Compiti assegnati
- 1) Nel brano sulla coscienza superiore, quale termine sanscrito designa la capacità di discernimento?
- 2) Scriva il seguito del brano sulla coscienza superiore, riprendendo subito dopo la sua ultima frase.

Brano da leggere
↓
Una nuova forma di percezione diviene possibile grazie all’apertura verso una coscienza superiore che implica l’accettazione del fatto che una tale coscienza esiste e che ci è accessibile. Questo è insegnato in tutte le grandi tradizioni spirituali. Possiamo chiamarla super-coscienza, il campo di tutto il possibile, l’oceano infinito, Dio, il grande ingegnere, il principe della creazione, la legge universale, la verità ultima…L’accesso al campo della conoscenza diventa possibile grazie all’eliminazione sistematica e progressiva delle proiezioni mentali prodotte per l’effetto placebo, e dalle illusioni supportate dall’ignoranza, da uno sviluppo della capacità di discernimento, chiamata viveka in sanscrito. Attraverso  viveka  accediamo a tattva, la verità. Questo processo è profondamente scientifico ma diretto verso l’interno. Qui l’aiuto di un maestro è estremamente prezioso.

Nella storia dell’umanità, la scienza e la religione sono state lungamente apparentate. Nella sua opera Le forme elementari della vita religiosa Emile Durkheim mostra che i quadri del pensiero scientifico come la logica e le nozioni del tempo e dello spazio trovano la loro origine nei pensieri religiosi e mitologici ancestrali. “Le nostre origini sono davanti a noi” diceva Martin Heidegger.
↑
Elenco dei dati
↓
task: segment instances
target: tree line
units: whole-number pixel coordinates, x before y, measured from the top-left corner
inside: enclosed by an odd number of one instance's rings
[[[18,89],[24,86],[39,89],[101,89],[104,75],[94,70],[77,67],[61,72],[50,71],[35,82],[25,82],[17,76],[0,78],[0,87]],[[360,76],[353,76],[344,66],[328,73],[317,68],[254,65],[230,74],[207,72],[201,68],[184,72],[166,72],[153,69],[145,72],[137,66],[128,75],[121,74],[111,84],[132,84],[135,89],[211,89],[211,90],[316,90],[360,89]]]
↑
Risposte ai compiti
- 1) Viveka.

- 2)
Sviluppando ed applicando le nostre facoltà spirituali in modo scientifico, vale a dire con viveka, troviamo una nuova e nello stesso tempo antica concezione del mondo. In questa visione globale il materialismo è dematerializzato, il misticismo è demistificato, la superstizione non trova più il suo spazio. I classici opposti come la scienza e la spiritualità o ragione e fede diventano due modi complementari di ricerca e di esperienza della verità che si arricchiscono mutualmente. I “quanti” della scienza esteriore, al lato opposto, trovano il loro corrispondente nei “veritoni” o granelli di verità della scienza interiore, lato frontale. Lo sterile conflitto tra creazionisti ed evoluzionisti diventa obsoleto in quanto il principio creatore è non solo compatibile ma sinonimo con il principio dell’evoluzione. La ricerca dell’espressione della verità esteriore si collega con quella della verità interiore.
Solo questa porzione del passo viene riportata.